[Start Source extract]

San Bernardino Firefighters Wedgied by Their Own Petards
Resistance to cutbacks to recover from bankruptcy may result in outsourcing.


There's a famous saying: "The squeaky wheel gets the oil." There's a much less famous variation: "The squeaky wheel doesn't always get the oil. Sometimes it gets replaced."
The broken California city of San Bernardino abruptly filed for bankruptcy back in July 2012 and is still, nearly three years later, slogging its way through an attempt at a plan to recover. Contributing to the city's financial problems, along with the typical rising cost of employee pensions and health benefits, was an entrenched rule in the city charter that put control of public safety employee wages out of the hands of city leaders. It was instead formulated via a calculation to match the average of nearby (much wealthier) cities, prompting on occasion the City Council to have to approve raises for some employees even while trying to deal with the bankruptcy process.

[End Source extract]

● **Challenge**
Continue the piece on San Bernardino's bankruptcy and its firefighters, starting right after its final sentence.

[Start Entries]

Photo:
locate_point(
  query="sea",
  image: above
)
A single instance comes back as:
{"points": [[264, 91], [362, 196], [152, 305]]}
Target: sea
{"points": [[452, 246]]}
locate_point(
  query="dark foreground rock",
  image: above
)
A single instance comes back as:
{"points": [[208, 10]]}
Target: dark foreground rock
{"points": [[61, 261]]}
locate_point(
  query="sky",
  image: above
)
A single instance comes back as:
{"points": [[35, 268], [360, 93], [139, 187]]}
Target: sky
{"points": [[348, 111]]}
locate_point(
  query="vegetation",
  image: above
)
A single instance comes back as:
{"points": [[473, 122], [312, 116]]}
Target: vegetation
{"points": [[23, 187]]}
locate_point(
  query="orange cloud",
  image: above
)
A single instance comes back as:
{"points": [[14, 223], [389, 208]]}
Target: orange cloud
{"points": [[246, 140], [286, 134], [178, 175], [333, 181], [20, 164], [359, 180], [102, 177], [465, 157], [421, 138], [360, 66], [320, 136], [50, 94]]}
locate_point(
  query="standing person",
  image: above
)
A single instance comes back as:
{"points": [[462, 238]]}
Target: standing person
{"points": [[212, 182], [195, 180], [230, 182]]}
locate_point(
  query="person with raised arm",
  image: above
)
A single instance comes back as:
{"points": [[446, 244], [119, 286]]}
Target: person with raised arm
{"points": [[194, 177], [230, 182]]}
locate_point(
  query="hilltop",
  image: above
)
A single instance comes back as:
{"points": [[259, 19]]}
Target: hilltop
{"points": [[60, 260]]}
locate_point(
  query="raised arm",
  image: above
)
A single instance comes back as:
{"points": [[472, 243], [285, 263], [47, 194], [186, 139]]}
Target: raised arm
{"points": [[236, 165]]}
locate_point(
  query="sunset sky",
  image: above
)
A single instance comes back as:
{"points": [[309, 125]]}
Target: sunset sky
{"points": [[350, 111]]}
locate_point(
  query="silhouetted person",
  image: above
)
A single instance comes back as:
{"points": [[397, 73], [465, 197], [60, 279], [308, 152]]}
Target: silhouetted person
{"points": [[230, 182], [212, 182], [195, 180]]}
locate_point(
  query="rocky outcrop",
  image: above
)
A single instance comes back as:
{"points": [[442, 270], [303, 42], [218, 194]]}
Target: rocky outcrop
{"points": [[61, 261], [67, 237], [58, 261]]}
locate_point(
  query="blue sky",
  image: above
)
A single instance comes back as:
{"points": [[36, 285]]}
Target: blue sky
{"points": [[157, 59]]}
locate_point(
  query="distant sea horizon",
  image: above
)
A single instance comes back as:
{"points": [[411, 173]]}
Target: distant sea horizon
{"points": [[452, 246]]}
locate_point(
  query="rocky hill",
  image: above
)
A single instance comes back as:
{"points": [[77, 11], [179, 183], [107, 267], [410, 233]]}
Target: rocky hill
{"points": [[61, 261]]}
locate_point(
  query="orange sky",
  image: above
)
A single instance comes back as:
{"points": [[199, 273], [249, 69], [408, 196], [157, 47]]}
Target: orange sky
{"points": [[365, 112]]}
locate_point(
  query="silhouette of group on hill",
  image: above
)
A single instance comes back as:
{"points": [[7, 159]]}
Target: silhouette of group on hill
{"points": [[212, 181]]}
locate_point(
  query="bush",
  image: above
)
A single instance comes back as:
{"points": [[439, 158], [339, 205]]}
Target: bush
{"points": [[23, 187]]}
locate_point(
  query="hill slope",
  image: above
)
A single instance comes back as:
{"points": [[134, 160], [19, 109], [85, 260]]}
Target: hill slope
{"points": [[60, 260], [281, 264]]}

[End Entries]

● **Expected output**
The city put a measure on the ballot last November to attempt to amend the city charter to allow for collective bargaining of public safety wages like pretty much every other city. The public safety unions fought the effort, loudly. The measure failed. San Bernardino is still stuck with the charter rule.
The union representing firefighters has been pretty much completely intransigent during the entire bankruptcy process so far. Here's Cassie Macduff of the Riverside Press Enterprise listing exactly how the firefighters' union is a main reason why the bankruptcy proceedings have dragged on so long:
The firefighters union dug in its heels and fought the city every step of the way in trying to manage its fiscal crisis. The union sued the city repeatedly. Some of the issues are still bouncing around the courts, costing tens of thousands in attorney fees.
When six city unions agreed to give back 10 percent of their pay, the firefighters union was the lone holdout.
When five city unions agreed to forgo merit pay raises, the firefighters and fire management unions refused.
The firefighters union long ago quit taking part in bankruptcy court negotiations, while the other creditors, including the police union, were in the good-faith talks.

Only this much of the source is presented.